AIM ->
Pick out every line in the records below that contains the string "snow", matching case, and copy each one.

[Named-object pointing records]
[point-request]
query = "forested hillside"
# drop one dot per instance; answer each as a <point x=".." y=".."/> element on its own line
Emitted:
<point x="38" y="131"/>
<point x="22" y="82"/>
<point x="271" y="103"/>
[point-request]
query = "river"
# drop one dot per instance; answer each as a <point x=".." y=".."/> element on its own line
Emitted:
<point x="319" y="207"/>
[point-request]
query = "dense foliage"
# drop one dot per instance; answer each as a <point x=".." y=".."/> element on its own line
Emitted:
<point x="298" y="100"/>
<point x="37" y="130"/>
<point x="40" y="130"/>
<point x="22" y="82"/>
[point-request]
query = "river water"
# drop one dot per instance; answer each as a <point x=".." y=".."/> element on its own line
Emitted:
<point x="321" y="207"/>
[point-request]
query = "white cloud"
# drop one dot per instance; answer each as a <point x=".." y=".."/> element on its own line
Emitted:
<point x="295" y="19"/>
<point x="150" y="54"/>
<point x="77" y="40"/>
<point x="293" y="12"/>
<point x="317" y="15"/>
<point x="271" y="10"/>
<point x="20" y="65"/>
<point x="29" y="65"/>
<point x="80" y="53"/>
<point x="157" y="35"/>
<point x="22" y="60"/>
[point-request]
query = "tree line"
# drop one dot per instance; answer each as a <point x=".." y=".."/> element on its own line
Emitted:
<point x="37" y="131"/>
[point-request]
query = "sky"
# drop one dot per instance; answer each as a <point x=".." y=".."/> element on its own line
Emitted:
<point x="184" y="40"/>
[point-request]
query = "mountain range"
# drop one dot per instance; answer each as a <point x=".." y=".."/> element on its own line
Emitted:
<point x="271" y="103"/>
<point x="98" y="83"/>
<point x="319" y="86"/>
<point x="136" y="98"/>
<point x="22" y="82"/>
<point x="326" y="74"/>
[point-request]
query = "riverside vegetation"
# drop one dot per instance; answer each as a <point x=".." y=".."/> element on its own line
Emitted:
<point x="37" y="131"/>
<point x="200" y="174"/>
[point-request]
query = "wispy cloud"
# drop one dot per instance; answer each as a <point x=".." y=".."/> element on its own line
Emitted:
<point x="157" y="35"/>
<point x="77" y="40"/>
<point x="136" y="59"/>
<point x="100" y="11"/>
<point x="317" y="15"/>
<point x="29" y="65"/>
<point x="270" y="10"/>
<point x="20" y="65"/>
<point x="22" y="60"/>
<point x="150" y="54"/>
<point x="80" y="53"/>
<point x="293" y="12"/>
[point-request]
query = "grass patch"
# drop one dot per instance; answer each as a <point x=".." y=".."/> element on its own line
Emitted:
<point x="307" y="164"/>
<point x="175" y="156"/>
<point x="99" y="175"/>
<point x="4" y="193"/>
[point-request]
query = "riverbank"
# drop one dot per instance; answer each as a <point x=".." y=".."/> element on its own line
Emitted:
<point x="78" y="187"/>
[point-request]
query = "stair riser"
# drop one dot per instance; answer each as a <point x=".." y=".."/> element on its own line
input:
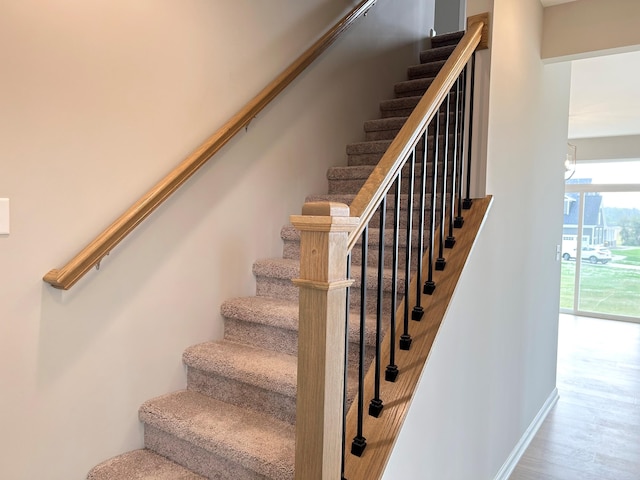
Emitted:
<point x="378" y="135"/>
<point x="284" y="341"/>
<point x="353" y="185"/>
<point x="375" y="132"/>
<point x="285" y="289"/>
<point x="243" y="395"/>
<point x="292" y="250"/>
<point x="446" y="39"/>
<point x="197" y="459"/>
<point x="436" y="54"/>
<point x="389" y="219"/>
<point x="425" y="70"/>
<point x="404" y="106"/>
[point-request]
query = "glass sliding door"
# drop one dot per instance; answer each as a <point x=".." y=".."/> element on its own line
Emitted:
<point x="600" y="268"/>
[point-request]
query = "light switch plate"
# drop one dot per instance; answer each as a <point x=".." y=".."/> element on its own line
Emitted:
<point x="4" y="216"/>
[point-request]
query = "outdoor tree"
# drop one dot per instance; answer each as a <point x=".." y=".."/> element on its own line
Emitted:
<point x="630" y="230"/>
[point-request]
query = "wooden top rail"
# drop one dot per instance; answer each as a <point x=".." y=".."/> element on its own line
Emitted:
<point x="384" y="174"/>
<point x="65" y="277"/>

--

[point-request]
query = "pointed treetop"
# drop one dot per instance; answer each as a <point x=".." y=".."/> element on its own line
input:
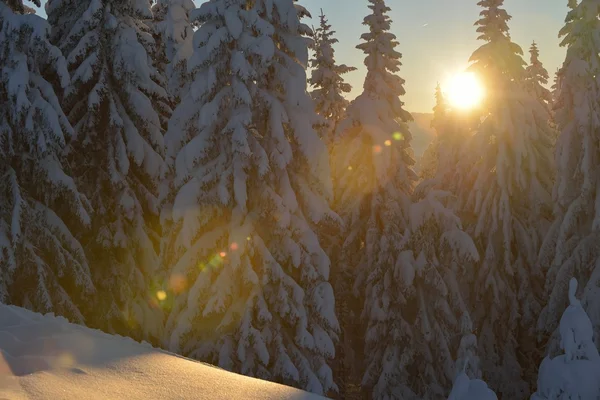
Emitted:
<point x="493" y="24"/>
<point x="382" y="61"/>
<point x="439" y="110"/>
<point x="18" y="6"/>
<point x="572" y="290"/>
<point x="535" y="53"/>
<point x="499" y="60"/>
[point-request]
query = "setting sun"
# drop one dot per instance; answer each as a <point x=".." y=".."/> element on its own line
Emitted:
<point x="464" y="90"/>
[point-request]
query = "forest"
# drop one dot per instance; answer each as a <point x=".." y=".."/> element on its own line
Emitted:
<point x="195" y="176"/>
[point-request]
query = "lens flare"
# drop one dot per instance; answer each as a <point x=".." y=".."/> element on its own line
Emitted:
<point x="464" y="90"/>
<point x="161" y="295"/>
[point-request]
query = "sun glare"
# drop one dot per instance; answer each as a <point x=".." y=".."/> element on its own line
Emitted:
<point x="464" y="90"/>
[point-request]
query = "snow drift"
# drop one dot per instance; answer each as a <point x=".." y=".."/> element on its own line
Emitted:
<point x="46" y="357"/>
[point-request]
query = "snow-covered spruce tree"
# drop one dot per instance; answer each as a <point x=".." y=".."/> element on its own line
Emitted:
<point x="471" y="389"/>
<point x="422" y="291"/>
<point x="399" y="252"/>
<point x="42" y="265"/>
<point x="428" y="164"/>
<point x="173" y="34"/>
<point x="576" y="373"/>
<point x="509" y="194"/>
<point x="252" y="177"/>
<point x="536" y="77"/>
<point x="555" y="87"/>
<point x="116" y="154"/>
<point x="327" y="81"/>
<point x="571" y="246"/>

FULL ANSWER ->
query = "snow drift"
query = "snow-covered spruce tree"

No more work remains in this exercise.